Output every line below without omitting or altering anything.

--

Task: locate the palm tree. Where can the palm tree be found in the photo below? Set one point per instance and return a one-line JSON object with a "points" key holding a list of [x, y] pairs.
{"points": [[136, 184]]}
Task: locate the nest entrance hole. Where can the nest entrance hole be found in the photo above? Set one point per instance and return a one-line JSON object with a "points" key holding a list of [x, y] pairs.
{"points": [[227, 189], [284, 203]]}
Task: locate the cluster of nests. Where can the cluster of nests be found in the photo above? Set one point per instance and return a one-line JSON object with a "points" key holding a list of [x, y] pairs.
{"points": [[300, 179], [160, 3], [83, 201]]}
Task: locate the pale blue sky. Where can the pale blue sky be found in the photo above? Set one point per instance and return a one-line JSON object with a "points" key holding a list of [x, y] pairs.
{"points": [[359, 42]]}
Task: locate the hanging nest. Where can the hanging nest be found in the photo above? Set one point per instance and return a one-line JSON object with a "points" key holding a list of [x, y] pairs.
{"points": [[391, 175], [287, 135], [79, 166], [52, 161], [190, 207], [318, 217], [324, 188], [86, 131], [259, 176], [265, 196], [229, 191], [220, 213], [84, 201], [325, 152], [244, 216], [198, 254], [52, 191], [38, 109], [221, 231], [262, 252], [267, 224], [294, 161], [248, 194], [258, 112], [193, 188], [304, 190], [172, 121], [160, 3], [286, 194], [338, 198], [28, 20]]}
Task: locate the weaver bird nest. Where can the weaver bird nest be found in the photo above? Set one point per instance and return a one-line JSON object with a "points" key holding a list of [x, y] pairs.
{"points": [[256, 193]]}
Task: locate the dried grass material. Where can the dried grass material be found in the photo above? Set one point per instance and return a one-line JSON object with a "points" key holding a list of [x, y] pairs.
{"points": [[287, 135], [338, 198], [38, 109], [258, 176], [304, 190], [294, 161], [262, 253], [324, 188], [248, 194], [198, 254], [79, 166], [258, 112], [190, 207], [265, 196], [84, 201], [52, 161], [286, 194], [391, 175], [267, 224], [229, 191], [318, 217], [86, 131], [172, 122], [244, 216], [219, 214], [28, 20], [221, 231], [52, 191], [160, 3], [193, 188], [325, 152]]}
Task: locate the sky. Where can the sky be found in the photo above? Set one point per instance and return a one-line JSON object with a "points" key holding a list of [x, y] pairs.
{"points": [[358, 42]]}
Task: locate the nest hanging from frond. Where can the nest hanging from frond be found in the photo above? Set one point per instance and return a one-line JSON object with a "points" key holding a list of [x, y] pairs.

--

# In response
Task: locate the palm tree. Where can the palm tree be found in the photo below? Set one point per instance and return a one-line JSON object with a "points" key holding a list of [x, y] pairs.
{"points": [[136, 184]]}
Task: locate the nest entrance hole. Where can the nest entrance hole be found in the photo above? Set one point per instance and return a one-line JSON object with a "points" key holding a list of [x, y] pairs.
{"points": [[227, 189], [284, 203]]}
Task: locate the cluster of nests. Where can the cluster of nests be found in the photo above? Set one point per instance and return a one-line JSON object with a "points" key holding a list of [x, y] pairs.
{"points": [[300, 179], [160, 3], [83, 201]]}
Task: locate the pale blue sky. Where can the pale blue sky be found in the photo above? Set one point per instance and return a one-line JSON object with a "points" key holding a list of [x, y] pairs.
{"points": [[359, 42]]}
Task: locate the hanging nest. Where can the hanging nest be found in the photo above? Set one point per instance and return a one-line JSON object with a "points" key holding a list of [x, y] pairs.
{"points": [[391, 175], [287, 135], [79, 166], [52, 161], [190, 207], [318, 217], [324, 188], [86, 131], [259, 176], [265, 196], [229, 191], [220, 213], [84, 201], [325, 152], [244, 216], [198, 254], [52, 191], [38, 109], [221, 231], [262, 252], [267, 224], [294, 161], [248, 194], [258, 112], [193, 188], [304, 190], [172, 121], [160, 3], [286, 194], [338, 198], [28, 20]]}
Task: locate the weaver bird nest. Where can the weaver bird nest be found in the photo above? Set one point per instance and return a one-line JSON object with a "points" key holding a list of [x, y] pairs.
{"points": [[256, 193]]}
Task: locate the dried grass material. Where can the dried grass material be found in the photo above? Set one point per instance and return a one-line JSON object with a "points" key holding a list of [x, y] pairs.
{"points": [[287, 135], [338, 198], [38, 109], [258, 176], [304, 190], [294, 161], [262, 253], [324, 188], [248, 194], [198, 254], [79, 166], [258, 112], [190, 207], [265, 196], [84, 201], [52, 161], [286, 194], [391, 175], [267, 224], [229, 191], [318, 217], [86, 131], [172, 122], [244, 216], [219, 214], [28, 20], [221, 231], [52, 191], [160, 3], [193, 188], [325, 152]]}
Task: locate the sky. Where can the sky be found in the photo above? Set one point per instance and return a one-line JSON object with a "points" key holding a list of [x, y] pairs.
{"points": [[358, 42]]}
Task: locate the nest hanging from frond. Where can the nest hanging from frond be found in the photo above? Set one point per instance and return a one-line JSON object with a "points" key holding a list of [x, y] pairs.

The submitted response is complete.